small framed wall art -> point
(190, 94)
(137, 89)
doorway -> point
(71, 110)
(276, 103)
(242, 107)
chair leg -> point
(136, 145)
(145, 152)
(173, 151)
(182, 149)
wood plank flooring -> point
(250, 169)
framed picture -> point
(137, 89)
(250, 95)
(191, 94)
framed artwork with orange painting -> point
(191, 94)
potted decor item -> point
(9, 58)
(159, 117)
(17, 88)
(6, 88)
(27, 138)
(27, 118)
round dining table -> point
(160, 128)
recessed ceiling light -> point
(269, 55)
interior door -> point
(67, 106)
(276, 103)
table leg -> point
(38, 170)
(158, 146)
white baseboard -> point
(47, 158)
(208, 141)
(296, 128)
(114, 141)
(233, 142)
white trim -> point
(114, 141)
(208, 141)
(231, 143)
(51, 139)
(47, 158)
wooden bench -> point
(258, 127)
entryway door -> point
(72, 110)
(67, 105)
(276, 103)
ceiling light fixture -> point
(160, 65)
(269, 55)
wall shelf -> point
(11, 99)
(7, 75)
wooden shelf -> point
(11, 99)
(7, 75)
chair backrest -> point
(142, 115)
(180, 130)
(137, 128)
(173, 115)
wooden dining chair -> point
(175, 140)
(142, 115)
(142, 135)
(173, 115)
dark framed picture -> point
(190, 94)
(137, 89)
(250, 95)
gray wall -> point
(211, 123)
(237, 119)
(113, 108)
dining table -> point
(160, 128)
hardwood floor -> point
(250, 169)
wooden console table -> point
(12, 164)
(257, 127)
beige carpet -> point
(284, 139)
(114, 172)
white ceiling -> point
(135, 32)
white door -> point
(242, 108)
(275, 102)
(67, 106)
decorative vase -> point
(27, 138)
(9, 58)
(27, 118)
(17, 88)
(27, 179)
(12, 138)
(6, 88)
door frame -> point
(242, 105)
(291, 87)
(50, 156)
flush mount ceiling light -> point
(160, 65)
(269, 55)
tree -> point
======
[Task objective]:
The lines from the one holding "chair backrest -> point" to the end of the entries are to be repeated exactly, with both ends included and nothing else.

[Task answer]:
chair backrest -> point
(142, 115)
(180, 130)
(137, 128)
(173, 115)
wooden dining chair -> point
(175, 140)
(142, 115)
(142, 135)
(173, 115)
dark framed picture -> point
(190, 94)
(137, 89)
(250, 95)
gray wall -> point
(211, 123)
(237, 119)
(113, 108)
dining table -> point
(160, 128)
hardwood floor -> point
(250, 169)
wooden console table -> point
(12, 164)
(257, 127)
beige carpet -> point
(284, 139)
(114, 172)
white ceiling -> point
(135, 32)
white door -> point
(242, 108)
(275, 102)
(67, 106)
decorative vase -> point
(27, 138)
(9, 58)
(27, 118)
(17, 88)
(27, 179)
(12, 138)
(6, 88)
door frame -> point
(242, 105)
(291, 87)
(50, 156)
flush mount ceiling light -> point
(160, 65)
(269, 55)
tree -> point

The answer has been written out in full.